ИСХОДНЫЙ ТЕКСТ:
########################################

Жена моя, Людмила, всю жизнь работала в школе, преподавала русский язык и литературу. Она оказалась вырвана из плотного потока школьных будней и праздников, и увядала в Эстонии, как цветы без солнца. Я искал для нее работу долго и безуспешно. Супруга тоже встала на учет в кассе страхования безработицы и попросила направить ее на курсы эстонского языка. Молоденькая инспектор полистала ее анкету и спросила: «А зачем вам эстонский язык? В вашем возрасте в Эстонии вы сможете найти работу или уборщицы, или продавца - в лучшем случае». После этого инспектор выслушала от моей супруги все, что она думает об отношении к российским специалистам высшей категории в Эстонии, и получила направление на курсы. Она освоила язык на уровне А1, но это был для нее предел. Не было мотивации, потому что не было перспектив. Мы везде, куда только можно, рассылали ее CV, звонили по телефонам. Но стало ясно, что работу в муниципальной школе без знания эстонского языка моя супруга не найдет, а частные школы к ней интереса не проявили. Зато заинтересовались школы в Санкт-Петербурге: позвонили из нескольких крупных гимназий и сказали, что только мечтают о таком специалисте, как Людмила Кузичкина. Но мы хотели жить и работать в Эстонии. Да, мы пытались разнообразить нашу жизнь. Деньги, вырученные от продажи в Томске машины, пошли на оплату трехдневной поездки в Париж и недельный отпуск на пляже под Барселоной. Съездили мы на Сааремаа, ходили летом на Пирита. Потом деньги кончились, я работу так и не нашел, супруга тоже. И после 7 месяцев мытарств моя семья вернулась в Томск. Я опять остался один.
 
Знаете, это очень страшно – остаться одному в чужом городе и в чужой стране. Да, жизнь моя всегда проходила в кочевом режиме. Я объездил много стран и городов, приходилось ночевать и в роскошных отелях, и в молдавских мазанках, и в альпийских хижинах, и в каких-то подвалах, и на чердаках, и в заброшенных амбарах, и просто на сырой земле. Но я всегда знал, что меня ждет возвращение домой. Из Эстонии я вернуться в Россию не могу – статус политического беженца с международной защитой мне этого не позволяет.

########################################

ПЕРЕЧЕНЬ ЗАПИСЕЙ:
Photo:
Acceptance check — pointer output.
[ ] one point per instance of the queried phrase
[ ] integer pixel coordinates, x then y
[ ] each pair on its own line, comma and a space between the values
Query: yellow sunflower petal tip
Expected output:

########################################

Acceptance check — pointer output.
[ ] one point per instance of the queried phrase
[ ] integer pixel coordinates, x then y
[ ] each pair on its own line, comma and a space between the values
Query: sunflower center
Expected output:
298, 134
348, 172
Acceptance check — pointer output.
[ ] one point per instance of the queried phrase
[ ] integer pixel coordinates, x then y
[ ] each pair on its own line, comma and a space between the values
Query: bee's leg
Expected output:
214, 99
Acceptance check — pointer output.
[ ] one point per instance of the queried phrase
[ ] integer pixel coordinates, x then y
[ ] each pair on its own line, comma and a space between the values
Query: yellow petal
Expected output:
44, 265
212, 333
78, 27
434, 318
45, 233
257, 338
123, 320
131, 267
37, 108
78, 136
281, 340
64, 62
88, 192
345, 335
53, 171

########################################

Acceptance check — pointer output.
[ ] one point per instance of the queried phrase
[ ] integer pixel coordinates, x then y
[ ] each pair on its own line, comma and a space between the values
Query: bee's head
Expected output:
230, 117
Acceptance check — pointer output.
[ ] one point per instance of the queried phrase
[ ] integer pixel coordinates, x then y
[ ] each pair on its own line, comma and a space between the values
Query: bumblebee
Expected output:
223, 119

########################################

ОБЯЗАТЕЛЬНЫЕ ЗАДАНИЯ:
**a)** Ответьте по исходному тексту:
(i) Какие предметы всю жизнь преподавала в школе жена рассказчика?
(ii) На что пошли деньги, вырученные от продажи машины в Томске?
(iii) Какой статус не позволяет рассказчику вернуться из Эстонии в Россию?
**b)** Перепишите без изменений фрагмент исходного текста: начните с места, где стоят слова «Знаете, это очень», и остановитесь после слов «этого не позволяет.».
Записи взяты из другого источника.

ОТВЕТЫ:
**a)**
(i) Русский язык и литературу.
(ii) На оплату трехдневной поездки в Париж и недельного отпуска на пляже под Барселоной.
(iii) Статус политического беженца с международной защитой.

**b)**
Знаете, это очень страшно – остаться одному в чужом городе и в чужой стране. Да, жизнь моя всегда проходила в кочевом режиме. Я объездил много стран и городов, приходилось ночевать и в роскошных отелях, и в молдавских мазанках, и в альпийских хижинах, и в каких-то подвалах, и на чердаках, и в заброшенных амбарах, и просто на сырой земле. Но я всегда знал, что меня ждет возвращение домой. Из Эстонии я вернуться в Россию не могу – статус политического беженца с международной защитой мне этого не позволяет.